> OBJECTIVE
Write out the whole listing, matching it exactly.

Records contained in a dataset:
▼▼▼

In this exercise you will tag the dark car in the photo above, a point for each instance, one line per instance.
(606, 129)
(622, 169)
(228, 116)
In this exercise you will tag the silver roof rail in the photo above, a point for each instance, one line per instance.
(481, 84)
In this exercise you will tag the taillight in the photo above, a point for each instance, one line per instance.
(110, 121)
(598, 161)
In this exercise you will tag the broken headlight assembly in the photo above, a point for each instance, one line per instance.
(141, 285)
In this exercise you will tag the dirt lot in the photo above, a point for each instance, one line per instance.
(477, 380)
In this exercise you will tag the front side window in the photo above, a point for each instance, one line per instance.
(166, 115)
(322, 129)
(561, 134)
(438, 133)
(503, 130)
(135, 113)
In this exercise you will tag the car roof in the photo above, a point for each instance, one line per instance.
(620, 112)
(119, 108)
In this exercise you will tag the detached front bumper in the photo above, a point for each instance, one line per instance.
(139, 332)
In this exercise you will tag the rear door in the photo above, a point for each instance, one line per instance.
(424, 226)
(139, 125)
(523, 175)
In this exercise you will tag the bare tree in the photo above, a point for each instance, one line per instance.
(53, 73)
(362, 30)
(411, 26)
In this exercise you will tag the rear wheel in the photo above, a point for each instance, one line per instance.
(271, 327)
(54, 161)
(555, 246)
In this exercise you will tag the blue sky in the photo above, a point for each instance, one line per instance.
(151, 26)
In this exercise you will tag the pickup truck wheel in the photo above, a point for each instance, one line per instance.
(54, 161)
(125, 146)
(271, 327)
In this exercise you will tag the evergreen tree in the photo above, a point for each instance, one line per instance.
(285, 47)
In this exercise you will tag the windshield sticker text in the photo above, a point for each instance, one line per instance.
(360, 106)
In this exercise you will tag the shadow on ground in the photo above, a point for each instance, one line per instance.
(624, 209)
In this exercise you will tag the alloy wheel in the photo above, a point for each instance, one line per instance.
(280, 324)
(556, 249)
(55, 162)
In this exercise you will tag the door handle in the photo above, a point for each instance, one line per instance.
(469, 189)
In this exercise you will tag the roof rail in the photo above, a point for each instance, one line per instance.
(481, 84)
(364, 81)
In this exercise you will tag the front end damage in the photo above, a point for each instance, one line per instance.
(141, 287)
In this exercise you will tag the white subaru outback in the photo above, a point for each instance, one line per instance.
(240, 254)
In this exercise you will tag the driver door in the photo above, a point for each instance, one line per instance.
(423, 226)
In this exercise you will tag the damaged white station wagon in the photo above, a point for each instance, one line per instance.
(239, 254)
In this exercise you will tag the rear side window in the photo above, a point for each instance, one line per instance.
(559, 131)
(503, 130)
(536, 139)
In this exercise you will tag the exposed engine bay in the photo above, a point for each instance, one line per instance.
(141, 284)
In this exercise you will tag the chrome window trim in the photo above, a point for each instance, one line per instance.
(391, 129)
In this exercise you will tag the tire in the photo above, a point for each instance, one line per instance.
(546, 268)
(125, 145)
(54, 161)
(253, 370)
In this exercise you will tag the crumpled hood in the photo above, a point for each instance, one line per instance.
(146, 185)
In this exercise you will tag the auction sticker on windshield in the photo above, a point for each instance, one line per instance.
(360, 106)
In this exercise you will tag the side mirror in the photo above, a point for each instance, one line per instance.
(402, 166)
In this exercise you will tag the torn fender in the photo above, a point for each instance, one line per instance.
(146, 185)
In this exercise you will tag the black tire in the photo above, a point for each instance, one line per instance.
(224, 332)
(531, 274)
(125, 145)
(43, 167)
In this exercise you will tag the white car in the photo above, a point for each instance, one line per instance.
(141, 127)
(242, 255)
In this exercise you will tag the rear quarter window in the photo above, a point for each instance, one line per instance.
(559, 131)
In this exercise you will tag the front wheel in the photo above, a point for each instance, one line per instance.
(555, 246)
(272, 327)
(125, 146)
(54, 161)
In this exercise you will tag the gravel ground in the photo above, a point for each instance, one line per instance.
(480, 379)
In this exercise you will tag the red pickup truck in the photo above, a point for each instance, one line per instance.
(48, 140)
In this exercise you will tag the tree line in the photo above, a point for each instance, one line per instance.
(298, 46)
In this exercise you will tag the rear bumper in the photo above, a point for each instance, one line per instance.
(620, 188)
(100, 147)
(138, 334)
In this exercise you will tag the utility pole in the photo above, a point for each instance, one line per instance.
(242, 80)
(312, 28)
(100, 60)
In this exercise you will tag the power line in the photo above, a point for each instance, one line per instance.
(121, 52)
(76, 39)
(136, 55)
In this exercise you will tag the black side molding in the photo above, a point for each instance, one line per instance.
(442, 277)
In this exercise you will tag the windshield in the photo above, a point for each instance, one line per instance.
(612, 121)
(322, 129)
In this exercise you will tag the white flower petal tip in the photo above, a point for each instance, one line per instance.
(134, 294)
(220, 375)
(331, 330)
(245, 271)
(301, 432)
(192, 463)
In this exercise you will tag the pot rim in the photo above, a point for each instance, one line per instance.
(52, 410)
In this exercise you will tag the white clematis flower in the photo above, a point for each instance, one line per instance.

▲▲▲

> FULL SOLUTION
In this exercise you will tag the dark car in the photo above, a point for each instance, one line per instance.
(606, 129)
(622, 169)
(228, 116)
In this exercise you will tag the silver roof rail in the photo above, a point for each instance, one line per instance.
(481, 84)
In this exercise you will tag the taillight in the photo above, a point for each instance, one line per instance.
(110, 121)
(598, 161)
In this exercise you will tag the broken headlight assembly in the photo above, a point for each instance, one line per instance.
(141, 285)
In this exercise you will tag the dirt lot in the photo above, a point for each instance, one line per instance.
(477, 380)
In this exercise you will tag the front side window in the photo above, a point for each instance, one line per instance.
(166, 115)
(322, 129)
(561, 134)
(438, 133)
(503, 130)
(135, 113)
In this exercise you will tag the car roof in the photo above, a point for each instance, one line per instance.
(620, 112)
(119, 108)
In this exercise you will tag the detached front bumper in the photo above, a point for each instance, one line per instance.
(139, 332)
In this exercise you will tag the rear door in the photo above, a point for each instance, one line per instance.
(424, 226)
(139, 125)
(523, 175)
In this exercise you will tag the bare tree in the photo above, a point for each instance, one line per instance.
(53, 73)
(362, 30)
(411, 26)
In this exercise you will tag the rear wheel in the photo above, a point for each instance, one line per instance.
(271, 327)
(54, 161)
(555, 246)
In this exercise you will tag the blue sky in the photo above, a point for each instance, one line per instance.
(151, 26)
In this exercise you will tag the pickup truck wheel in the photo above, a point for each instance, one line per instance.
(54, 161)
(125, 146)
(271, 327)
In this exercise you will tag the evergreen tree in the photo above, a point for each instance, one line per instance.
(285, 47)
In this exercise you will tag the windshield sticker text in the photo above, a point for each instance, one line per instance.
(360, 106)
In this exercise you will tag the shadow on ground in the photo above, a point for each instance, one line per instance.
(624, 209)
In this exercise you will tag the alloy wheel in the photo above, a point for each instance, one line per instance.
(280, 324)
(556, 249)
(55, 162)
In this exercise you will tag the door handle in the photo above, a point for each instance, one line per instance.
(469, 189)
In this exercise you will tag the roof rail in the photo above, a point for each instance, one line per instance.
(481, 84)
(364, 81)
In this exercise you will tag the front end damage in the photo above, a point for each instance, one line per instance.
(141, 287)
In this exercise you will tag the white subaru outback in the photo above, a point for each instance, one line per instance.
(240, 254)
In this exercise you will tag the driver door in the photo above, a point for each instance, one line per instance.
(423, 226)
In this exercise you will tag the damaged white station wagon in the photo above, a point for each instance, one line per instance.
(239, 254)
In this exercise you will tag the rear side window in the photo above, a point for each instance, one line per instance.
(559, 131)
(503, 130)
(536, 139)
In this exercise you will tag the exposed engine bay in the photo above, a point for each instance, one line per instance.
(141, 284)
In this exercise you will tag the chrome window trim in the photo above, a point for each instance, one line per instance.
(391, 129)
In this exercise you will tag the tire in the photo above, a point for each instance, one line per instance.
(546, 268)
(125, 145)
(54, 161)
(253, 370)
In this exercise you will tag the crumpled hood in the photo above, a point for each instance, one line per instance.
(146, 185)
In this exercise you will tag the auction sticker on windshield in the photo above, a point for each instance, one line per instance.
(360, 106)
In this exercise you will tag the side mirror in the photo above, a point for each instance, one line per instance.
(402, 166)
In this exercise you will tag the torn fender in the photo above, a point for each instance, one line per instance.
(146, 185)
In this exercise you will tag the black tire in the photo above, a point for each instance, one line per instance.
(224, 332)
(531, 274)
(125, 145)
(43, 167)
In this exercise you will tag the white car in the photo above, a point for each instance, one line per instance.
(141, 127)
(242, 255)
In this exercise you will tag the rear quarter window in the photo above, a point for each instance, one line per instance.
(559, 131)
In this exercise you will tag the front wheel in the photo above, a point for each instance, one line per instance.
(555, 246)
(272, 327)
(125, 146)
(54, 161)
In this exercise you will tag the gravel ground in the photo above, a point for each instance, one line per instance.
(480, 379)
In this exercise you will tag the red pickup truck in the photo above, a point for each instance, one line per instance.
(48, 140)
In this exercise you will tag the tree line in the photo above, a point for each instance, one line per instance.
(298, 46)
In this exercise you will tag the rear bumper in the photo above, a point for each instance, one line per instance.
(620, 188)
(100, 147)
(138, 334)
In this exercise you will tag the utility pole in the photo above, a point for each instance, one line per instance.
(242, 80)
(312, 28)
(100, 60)
In this exercise you will tag the power line in the photo above, a point for each instance, one line per instance.
(121, 52)
(76, 39)
(136, 55)
In this exercise you will tag the black side molding in the photo above, a point for each instance, one line per instance.
(442, 277)
In this exercise you will tag the windshield in the photo above, a point for each instance, one line per instance.
(612, 121)
(322, 129)
In this exercise you will tag the white flower petal tip in the photo above, a point for each instance, one line per instance.
(134, 294)
(220, 375)
(331, 330)
(245, 271)
(301, 432)
(192, 463)
In this exercise you will tag the pot rim in the photo above, a point for each instance, one line per instance.
(52, 410)
In this exercise you will tag the white clematis flower in the photo above, a point for each instance, one line per instance.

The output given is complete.